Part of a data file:
____________________

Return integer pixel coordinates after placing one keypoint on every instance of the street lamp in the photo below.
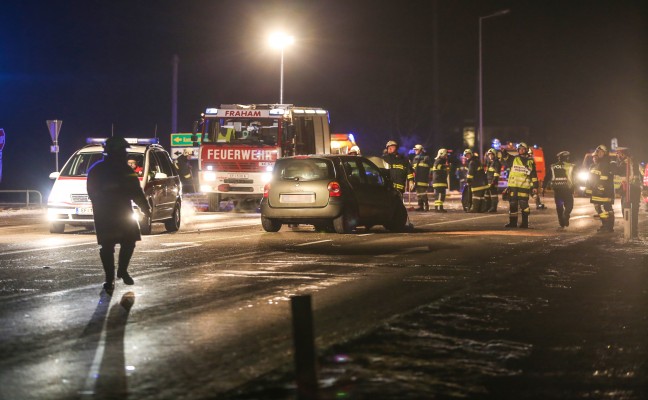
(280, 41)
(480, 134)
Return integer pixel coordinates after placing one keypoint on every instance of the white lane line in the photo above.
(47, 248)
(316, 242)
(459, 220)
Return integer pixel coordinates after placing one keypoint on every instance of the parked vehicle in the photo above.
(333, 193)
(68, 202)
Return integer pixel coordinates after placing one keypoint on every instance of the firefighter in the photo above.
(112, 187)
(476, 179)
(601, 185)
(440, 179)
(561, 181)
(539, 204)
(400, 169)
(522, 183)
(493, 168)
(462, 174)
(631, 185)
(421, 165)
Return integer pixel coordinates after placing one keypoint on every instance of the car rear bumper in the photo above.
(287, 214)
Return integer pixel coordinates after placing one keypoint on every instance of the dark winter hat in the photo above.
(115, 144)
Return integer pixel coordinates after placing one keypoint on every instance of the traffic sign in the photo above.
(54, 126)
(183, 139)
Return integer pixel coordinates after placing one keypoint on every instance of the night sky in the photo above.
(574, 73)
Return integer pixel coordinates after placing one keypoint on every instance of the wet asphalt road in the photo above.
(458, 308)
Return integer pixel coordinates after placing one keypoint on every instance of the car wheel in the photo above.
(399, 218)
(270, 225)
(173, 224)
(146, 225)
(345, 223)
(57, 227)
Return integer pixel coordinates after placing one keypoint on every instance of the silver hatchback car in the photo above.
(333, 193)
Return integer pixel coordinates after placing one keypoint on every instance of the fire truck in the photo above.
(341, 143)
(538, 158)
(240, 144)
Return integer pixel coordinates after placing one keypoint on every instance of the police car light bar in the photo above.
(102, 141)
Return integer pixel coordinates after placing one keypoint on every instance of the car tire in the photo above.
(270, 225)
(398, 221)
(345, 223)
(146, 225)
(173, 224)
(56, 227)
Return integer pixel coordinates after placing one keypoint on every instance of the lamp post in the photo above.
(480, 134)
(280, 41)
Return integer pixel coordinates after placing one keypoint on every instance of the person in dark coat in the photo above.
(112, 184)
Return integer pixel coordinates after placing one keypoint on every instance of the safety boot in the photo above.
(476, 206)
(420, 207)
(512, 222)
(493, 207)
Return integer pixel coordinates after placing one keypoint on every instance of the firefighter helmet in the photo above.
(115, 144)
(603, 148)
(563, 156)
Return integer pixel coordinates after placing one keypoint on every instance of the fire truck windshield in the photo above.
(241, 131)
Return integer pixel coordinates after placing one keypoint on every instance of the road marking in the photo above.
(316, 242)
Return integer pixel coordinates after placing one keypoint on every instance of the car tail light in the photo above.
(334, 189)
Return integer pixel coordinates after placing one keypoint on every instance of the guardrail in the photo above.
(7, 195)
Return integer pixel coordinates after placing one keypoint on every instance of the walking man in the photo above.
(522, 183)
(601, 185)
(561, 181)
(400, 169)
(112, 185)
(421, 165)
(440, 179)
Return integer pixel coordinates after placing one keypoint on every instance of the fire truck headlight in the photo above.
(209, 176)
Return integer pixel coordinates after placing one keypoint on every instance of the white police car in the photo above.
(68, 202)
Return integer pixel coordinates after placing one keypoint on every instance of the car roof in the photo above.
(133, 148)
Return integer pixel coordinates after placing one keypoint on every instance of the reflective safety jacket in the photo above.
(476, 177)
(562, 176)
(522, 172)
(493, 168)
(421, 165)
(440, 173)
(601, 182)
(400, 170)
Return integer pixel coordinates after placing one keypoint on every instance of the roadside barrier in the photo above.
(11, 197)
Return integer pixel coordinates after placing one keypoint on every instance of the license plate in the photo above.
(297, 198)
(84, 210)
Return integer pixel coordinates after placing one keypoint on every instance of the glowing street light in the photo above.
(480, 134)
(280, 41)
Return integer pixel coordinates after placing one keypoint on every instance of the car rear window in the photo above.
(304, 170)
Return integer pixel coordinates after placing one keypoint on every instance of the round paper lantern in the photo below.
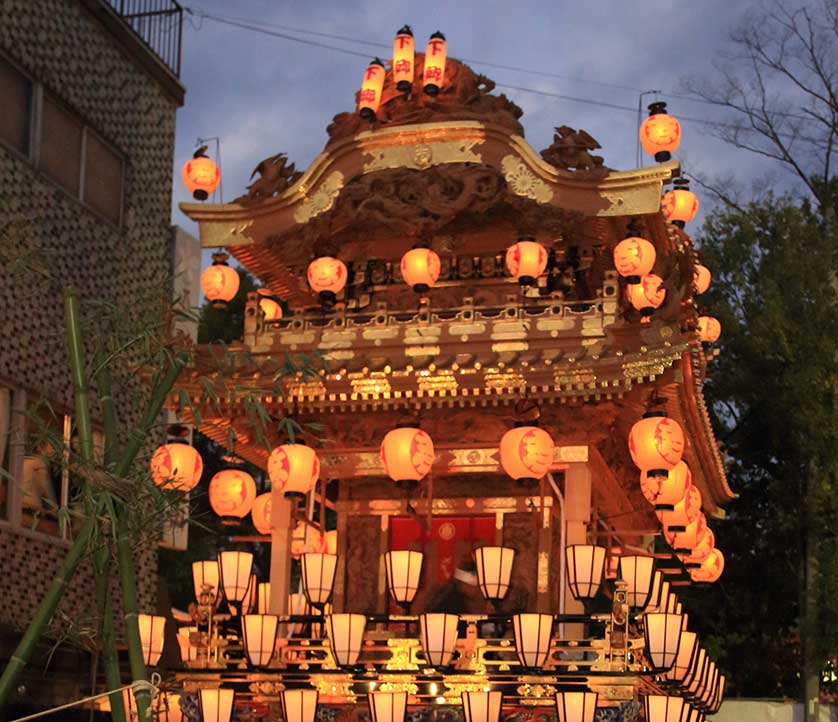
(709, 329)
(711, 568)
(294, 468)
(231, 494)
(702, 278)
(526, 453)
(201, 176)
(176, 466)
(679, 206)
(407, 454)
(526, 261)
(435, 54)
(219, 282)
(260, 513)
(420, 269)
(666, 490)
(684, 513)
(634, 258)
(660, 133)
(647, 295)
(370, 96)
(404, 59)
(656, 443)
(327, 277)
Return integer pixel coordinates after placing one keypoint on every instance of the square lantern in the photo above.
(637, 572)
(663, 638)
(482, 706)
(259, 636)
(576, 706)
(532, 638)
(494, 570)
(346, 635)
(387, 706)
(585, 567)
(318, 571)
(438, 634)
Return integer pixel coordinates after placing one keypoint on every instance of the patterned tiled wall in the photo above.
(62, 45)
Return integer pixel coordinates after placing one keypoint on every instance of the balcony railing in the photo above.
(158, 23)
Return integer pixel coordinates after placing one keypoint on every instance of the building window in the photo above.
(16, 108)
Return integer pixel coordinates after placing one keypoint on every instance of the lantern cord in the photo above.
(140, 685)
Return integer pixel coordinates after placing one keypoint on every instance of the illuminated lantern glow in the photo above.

____________________

Starting from the line containing "wall in the photo above." and ending with the final line of the data, reproduce each line exactly as it appears, including no other lines.

Return integer pixel coordinates after placing one keypoint on every instance of the patterned tiled wall in the photo above.
(62, 45)
Return integer pixel coordinates after placing one keypoint on every instance of the balcony railing in the photo above.
(158, 23)
Return integer pixel coordinates after placing one keypoint on every instance of the building window in the photo above.
(16, 108)
Return integer pixel coordinates after placing one keypoint on every instance of the lantern cord in the photo above.
(140, 685)
Return integer pixel coordinates after placing one keypoint on every instance of the illuminated lantern glow in the photo above.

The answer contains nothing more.